Task to carry out ->
Select each line in the rows that contains the string "sleeve", and copy those lines.

[Records from a data collection]
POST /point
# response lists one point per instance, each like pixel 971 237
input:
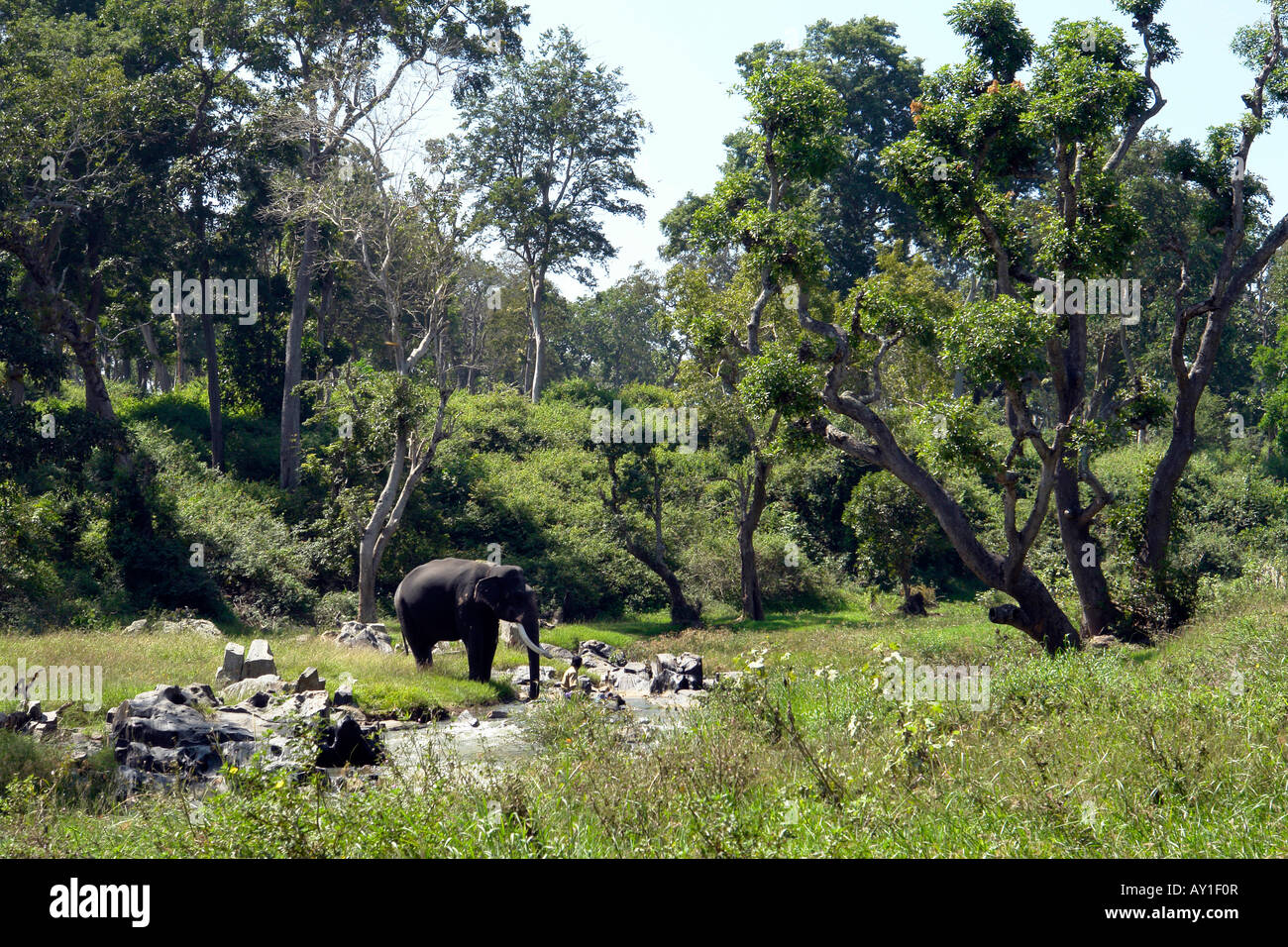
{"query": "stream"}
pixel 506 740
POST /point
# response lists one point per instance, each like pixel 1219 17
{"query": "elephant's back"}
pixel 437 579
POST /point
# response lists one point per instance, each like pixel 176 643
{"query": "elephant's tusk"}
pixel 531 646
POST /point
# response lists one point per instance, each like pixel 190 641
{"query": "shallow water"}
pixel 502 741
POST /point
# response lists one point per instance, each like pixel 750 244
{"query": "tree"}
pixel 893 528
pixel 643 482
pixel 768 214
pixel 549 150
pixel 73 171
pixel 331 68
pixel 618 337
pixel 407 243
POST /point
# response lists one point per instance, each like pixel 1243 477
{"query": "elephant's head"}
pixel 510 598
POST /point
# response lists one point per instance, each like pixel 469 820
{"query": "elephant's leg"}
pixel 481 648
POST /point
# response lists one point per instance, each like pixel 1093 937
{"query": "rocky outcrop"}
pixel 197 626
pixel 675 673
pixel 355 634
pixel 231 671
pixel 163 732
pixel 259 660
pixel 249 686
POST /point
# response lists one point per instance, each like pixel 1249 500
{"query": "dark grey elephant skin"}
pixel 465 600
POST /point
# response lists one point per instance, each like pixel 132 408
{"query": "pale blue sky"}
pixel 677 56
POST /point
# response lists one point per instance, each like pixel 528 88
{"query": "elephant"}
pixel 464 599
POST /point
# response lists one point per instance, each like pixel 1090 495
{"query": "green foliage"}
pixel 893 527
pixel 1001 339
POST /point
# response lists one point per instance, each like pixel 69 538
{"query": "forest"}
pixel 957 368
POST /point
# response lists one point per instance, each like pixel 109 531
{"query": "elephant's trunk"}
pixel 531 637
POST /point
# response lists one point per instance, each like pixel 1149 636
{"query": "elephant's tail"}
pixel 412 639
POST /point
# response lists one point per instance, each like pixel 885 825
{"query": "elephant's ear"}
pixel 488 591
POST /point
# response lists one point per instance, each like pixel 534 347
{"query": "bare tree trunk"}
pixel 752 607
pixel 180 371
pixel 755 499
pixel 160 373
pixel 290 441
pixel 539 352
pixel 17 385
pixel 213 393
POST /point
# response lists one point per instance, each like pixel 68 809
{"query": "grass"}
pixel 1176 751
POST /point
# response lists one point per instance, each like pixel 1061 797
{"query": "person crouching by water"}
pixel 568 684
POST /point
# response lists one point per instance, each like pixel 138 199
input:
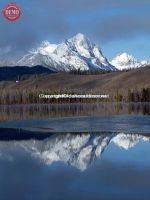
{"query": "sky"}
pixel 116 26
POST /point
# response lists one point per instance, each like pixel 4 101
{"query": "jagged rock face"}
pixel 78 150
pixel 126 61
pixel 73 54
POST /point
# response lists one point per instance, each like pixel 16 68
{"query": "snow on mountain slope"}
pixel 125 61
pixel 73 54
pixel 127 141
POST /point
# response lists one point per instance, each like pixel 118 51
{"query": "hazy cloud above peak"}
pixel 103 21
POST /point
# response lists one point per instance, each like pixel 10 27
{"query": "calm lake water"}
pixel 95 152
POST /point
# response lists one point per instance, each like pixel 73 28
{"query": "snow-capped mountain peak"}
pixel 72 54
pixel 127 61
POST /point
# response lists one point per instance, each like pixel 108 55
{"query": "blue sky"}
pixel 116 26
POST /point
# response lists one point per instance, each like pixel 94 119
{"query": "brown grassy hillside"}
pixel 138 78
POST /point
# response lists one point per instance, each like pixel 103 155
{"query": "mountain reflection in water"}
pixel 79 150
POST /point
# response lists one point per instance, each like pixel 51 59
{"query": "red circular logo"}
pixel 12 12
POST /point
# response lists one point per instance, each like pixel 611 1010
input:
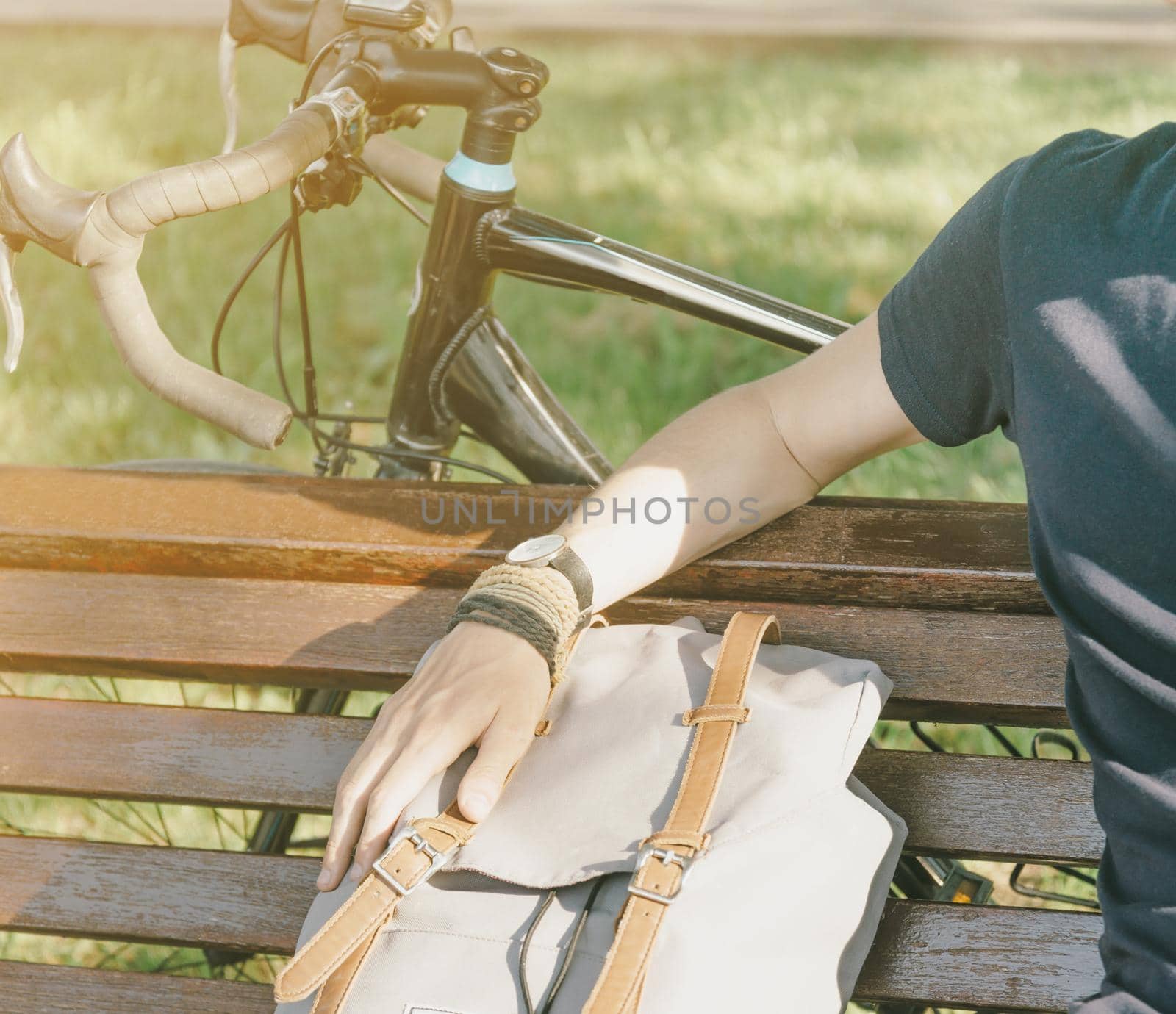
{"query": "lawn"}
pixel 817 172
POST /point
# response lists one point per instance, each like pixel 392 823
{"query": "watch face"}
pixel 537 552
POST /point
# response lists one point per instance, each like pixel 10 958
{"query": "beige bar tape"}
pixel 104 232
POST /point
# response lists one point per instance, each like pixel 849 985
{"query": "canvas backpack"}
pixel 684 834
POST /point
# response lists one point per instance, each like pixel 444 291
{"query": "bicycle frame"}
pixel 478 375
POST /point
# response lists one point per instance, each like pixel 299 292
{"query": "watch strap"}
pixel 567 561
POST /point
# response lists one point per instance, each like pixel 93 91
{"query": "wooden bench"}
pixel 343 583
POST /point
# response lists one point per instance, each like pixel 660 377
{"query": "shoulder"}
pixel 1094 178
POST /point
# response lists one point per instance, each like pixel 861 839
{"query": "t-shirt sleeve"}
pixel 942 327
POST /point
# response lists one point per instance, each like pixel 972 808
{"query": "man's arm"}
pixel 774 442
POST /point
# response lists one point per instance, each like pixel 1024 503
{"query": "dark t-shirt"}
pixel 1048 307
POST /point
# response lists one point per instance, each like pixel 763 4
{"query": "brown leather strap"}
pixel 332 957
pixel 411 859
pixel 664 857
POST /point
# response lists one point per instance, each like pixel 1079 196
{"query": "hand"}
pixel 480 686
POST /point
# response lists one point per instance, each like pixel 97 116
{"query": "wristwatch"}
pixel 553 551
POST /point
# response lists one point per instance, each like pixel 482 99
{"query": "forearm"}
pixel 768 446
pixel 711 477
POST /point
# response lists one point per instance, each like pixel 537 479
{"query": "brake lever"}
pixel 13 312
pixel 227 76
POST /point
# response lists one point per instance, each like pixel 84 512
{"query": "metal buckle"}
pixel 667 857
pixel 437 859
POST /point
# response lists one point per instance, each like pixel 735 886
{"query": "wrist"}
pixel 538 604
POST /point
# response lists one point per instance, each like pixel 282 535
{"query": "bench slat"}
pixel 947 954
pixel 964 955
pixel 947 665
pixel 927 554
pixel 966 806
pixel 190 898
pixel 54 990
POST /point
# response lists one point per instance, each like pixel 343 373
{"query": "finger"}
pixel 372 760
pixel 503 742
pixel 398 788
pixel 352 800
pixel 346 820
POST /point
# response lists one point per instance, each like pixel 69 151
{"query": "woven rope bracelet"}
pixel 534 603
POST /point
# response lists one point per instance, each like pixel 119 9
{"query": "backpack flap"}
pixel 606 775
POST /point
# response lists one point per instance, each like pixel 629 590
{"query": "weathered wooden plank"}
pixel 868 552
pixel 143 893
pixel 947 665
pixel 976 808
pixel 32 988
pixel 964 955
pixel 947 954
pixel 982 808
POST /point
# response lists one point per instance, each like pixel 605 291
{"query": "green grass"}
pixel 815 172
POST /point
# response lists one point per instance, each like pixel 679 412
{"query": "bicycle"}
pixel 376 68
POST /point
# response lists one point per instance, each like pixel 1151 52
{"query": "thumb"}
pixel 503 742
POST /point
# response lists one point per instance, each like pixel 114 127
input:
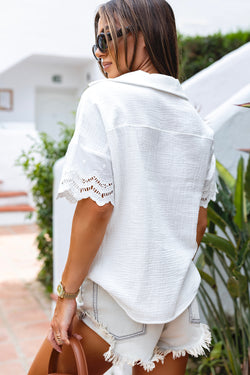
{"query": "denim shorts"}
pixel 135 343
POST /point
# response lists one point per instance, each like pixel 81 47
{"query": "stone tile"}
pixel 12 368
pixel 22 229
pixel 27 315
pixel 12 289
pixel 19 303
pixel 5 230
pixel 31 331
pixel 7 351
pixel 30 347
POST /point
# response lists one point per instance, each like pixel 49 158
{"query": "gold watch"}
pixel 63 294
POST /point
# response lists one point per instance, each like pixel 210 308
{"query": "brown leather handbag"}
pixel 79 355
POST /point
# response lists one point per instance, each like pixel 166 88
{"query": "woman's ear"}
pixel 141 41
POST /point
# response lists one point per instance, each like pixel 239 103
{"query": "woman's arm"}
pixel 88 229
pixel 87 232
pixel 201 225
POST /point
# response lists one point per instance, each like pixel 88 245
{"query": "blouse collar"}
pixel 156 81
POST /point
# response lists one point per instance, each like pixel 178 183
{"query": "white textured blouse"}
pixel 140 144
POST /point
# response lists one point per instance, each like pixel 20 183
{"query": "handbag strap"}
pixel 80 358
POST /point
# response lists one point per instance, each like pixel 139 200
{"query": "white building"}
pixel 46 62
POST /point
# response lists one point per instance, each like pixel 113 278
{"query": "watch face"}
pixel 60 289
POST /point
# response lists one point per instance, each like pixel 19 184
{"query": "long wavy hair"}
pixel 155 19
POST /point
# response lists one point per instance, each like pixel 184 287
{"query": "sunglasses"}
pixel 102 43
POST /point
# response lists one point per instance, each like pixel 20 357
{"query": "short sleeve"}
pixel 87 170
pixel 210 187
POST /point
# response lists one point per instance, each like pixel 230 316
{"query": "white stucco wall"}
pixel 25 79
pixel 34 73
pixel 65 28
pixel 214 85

Exercise response ->
{"query": "t-shirt sleeve"}
{"query": "short sleeve"}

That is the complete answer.